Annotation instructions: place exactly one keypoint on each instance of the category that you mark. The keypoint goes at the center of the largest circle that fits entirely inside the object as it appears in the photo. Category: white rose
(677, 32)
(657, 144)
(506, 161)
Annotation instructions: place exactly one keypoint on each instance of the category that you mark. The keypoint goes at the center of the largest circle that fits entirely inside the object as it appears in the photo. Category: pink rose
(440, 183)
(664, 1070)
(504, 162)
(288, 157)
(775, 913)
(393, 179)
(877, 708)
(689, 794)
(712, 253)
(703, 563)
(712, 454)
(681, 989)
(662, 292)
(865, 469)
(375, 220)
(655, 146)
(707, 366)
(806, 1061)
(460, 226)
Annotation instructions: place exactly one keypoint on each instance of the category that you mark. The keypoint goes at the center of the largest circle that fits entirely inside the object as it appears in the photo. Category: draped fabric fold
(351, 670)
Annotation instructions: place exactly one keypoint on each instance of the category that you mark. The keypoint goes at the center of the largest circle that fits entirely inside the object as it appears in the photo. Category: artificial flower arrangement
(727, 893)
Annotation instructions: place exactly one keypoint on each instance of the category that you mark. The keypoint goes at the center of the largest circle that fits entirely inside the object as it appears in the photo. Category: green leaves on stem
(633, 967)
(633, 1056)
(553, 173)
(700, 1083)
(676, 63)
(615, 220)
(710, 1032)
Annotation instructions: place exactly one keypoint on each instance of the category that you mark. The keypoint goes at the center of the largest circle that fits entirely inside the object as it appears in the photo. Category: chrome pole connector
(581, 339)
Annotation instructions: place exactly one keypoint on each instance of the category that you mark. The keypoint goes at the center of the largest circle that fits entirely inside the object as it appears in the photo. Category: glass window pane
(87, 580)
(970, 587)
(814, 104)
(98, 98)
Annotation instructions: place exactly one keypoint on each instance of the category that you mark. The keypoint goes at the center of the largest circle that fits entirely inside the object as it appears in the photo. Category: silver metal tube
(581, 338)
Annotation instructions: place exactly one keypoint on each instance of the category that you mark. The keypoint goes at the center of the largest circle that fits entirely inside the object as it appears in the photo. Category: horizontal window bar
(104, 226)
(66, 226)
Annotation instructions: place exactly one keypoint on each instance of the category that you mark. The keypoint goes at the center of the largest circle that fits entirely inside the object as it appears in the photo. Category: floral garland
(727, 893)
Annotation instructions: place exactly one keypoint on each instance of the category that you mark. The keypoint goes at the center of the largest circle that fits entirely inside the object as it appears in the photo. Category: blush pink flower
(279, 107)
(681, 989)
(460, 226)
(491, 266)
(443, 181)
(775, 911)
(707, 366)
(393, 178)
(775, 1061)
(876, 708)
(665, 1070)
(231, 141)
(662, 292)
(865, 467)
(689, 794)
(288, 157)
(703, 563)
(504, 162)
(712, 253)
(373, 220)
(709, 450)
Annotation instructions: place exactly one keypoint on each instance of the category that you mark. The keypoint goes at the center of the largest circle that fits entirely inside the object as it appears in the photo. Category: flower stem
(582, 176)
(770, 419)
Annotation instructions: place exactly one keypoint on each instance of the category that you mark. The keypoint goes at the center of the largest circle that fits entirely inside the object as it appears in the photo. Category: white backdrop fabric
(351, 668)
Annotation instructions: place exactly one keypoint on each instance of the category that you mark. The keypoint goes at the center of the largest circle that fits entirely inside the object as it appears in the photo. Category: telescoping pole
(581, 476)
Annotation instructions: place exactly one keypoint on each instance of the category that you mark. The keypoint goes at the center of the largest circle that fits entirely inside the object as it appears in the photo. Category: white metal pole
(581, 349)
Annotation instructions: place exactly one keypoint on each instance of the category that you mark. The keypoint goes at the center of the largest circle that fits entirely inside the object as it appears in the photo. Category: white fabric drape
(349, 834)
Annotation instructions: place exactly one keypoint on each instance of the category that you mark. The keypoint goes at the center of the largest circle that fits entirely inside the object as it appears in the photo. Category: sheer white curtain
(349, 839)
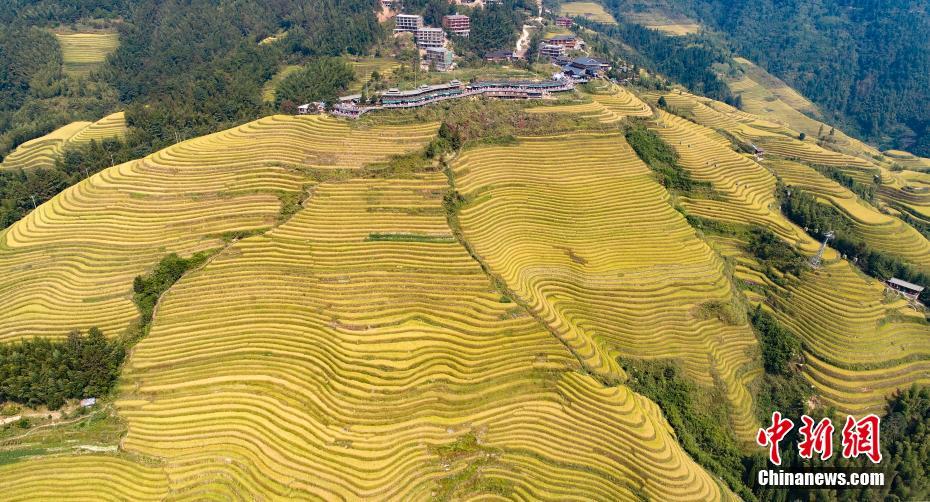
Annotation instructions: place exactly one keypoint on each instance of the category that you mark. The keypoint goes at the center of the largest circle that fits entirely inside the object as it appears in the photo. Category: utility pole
(816, 260)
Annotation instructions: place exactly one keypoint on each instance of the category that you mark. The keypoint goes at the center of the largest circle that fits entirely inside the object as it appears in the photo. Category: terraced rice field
(85, 477)
(860, 347)
(767, 96)
(270, 89)
(364, 67)
(70, 264)
(746, 189)
(42, 152)
(880, 231)
(82, 52)
(909, 160)
(592, 246)
(590, 10)
(316, 361)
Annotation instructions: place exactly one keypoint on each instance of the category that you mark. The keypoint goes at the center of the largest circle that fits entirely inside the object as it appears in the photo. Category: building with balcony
(457, 24)
(431, 37)
(439, 58)
(407, 23)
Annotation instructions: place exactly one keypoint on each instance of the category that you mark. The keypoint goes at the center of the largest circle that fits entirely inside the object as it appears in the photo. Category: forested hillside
(866, 63)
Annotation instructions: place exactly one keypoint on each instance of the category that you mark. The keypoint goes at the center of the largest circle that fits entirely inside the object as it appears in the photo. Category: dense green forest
(689, 60)
(866, 63)
(819, 218)
(45, 372)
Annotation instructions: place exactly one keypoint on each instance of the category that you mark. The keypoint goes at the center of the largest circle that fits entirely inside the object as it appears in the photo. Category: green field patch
(405, 237)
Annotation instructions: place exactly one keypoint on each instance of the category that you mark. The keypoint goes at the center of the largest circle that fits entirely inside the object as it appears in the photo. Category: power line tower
(818, 258)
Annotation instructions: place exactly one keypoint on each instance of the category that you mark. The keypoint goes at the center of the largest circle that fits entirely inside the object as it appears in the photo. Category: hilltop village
(564, 52)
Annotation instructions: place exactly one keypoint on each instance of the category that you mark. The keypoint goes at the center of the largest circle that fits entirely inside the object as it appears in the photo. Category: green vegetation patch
(406, 237)
(43, 372)
(696, 414)
(662, 158)
(774, 252)
(806, 211)
(147, 289)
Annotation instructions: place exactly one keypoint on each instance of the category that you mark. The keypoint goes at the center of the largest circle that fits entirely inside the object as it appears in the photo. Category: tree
(320, 80)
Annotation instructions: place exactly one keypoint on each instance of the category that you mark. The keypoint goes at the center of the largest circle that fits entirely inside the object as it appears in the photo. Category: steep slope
(362, 353)
(82, 52)
(860, 346)
(43, 151)
(577, 227)
(70, 264)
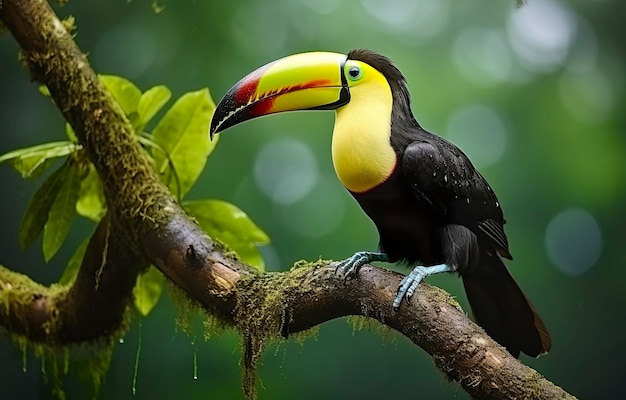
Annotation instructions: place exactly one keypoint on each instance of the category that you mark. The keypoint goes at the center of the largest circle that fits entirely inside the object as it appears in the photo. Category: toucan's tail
(502, 309)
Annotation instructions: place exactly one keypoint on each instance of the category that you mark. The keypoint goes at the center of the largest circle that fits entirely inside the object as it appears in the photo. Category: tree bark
(146, 225)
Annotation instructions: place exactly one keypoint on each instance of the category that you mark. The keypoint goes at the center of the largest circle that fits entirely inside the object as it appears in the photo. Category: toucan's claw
(349, 267)
(409, 283)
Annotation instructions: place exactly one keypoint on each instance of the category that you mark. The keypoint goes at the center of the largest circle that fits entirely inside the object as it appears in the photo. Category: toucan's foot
(409, 283)
(350, 266)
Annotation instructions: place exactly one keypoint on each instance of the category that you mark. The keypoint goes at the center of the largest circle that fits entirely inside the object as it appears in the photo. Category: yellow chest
(362, 154)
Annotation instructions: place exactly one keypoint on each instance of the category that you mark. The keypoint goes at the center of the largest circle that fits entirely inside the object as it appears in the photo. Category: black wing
(441, 174)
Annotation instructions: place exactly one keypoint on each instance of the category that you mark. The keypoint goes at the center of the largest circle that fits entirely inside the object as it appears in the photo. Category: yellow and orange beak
(306, 81)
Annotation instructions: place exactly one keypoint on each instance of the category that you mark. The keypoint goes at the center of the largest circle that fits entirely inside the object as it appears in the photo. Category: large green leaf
(228, 223)
(125, 92)
(61, 213)
(31, 162)
(152, 100)
(71, 269)
(183, 134)
(148, 290)
(38, 208)
(91, 203)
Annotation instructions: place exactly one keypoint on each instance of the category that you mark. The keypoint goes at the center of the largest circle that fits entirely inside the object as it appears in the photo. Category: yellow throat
(362, 154)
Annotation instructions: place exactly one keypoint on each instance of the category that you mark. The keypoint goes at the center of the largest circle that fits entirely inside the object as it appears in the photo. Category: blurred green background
(533, 95)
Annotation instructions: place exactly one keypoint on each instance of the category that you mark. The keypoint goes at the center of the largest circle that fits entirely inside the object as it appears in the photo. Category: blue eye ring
(354, 73)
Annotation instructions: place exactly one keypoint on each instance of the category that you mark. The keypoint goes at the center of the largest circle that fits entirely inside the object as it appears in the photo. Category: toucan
(432, 208)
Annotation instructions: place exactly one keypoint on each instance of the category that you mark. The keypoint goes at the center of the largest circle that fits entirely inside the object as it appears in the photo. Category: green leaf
(124, 91)
(226, 222)
(148, 290)
(152, 100)
(71, 269)
(38, 208)
(91, 203)
(31, 162)
(61, 212)
(183, 134)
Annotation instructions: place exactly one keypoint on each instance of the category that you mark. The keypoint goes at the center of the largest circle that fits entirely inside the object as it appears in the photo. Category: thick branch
(146, 221)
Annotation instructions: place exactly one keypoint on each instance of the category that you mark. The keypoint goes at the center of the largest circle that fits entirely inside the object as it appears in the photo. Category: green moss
(89, 360)
(262, 312)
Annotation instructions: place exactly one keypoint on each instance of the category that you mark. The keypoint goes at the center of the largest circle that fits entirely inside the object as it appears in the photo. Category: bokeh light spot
(422, 18)
(541, 34)
(480, 132)
(587, 96)
(322, 6)
(317, 214)
(573, 241)
(483, 56)
(286, 170)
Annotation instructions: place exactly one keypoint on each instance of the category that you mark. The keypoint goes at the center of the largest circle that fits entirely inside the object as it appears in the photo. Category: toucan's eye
(354, 73)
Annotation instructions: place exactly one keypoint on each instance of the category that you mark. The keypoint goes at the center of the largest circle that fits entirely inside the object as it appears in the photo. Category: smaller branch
(82, 312)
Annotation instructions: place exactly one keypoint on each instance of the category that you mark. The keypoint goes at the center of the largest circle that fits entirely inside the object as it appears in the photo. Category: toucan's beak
(306, 81)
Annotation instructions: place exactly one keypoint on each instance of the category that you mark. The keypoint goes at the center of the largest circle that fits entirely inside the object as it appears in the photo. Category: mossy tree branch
(146, 225)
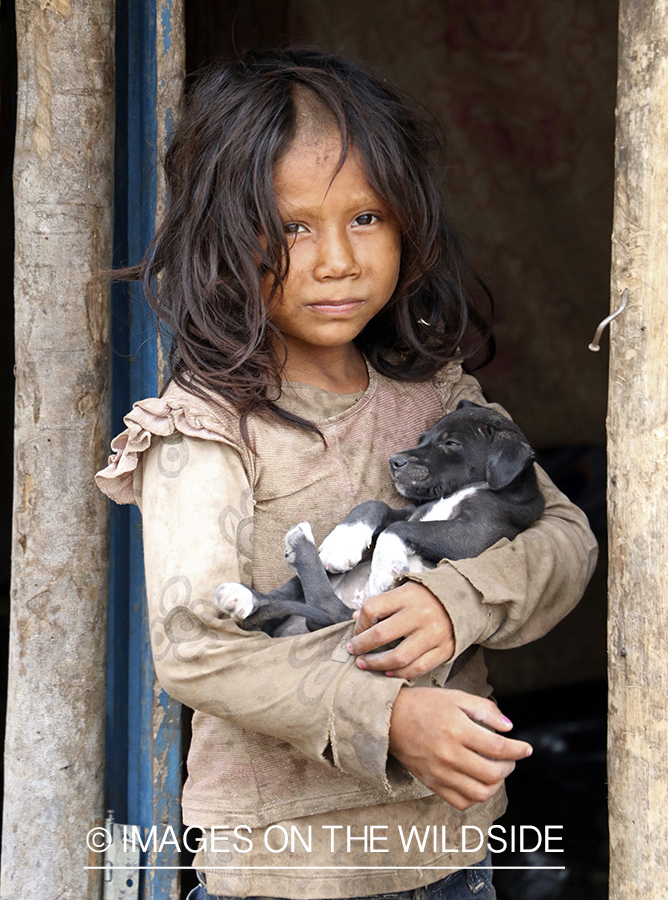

**Stated goal**.
Copy out, word for word, the lines from the one containing "draped fabric fold" through the one containing "(710, 1032)", both included.

**Response to this task**.
Annotation instructions: place exactly one keypoint on each instance of the category that you mark. The keypoint goes at the center of the largest circle that fits entirely inside the object as it appears in the photo. Category: draped fabric fold
(351, 670)
Annotation instructions: place exactly one keypoint on each instance of the category that you mark. The keypoint goes at the center of the largest circle that fits entirely inside the object as it appears in the photo. Category: artificial flower arrangement
(727, 893)
Annotation instructions: place exactly one keypoint on each instance of the category that you mark. The keypoint goes at the center of the largest circle that fits entirely inside the object as it appears in the photo. Category: green leaves on stem
(633, 967)
(633, 1056)
(553, 173)
(700, 1083)
(676, 63)
(615, 220)
(710, 1032)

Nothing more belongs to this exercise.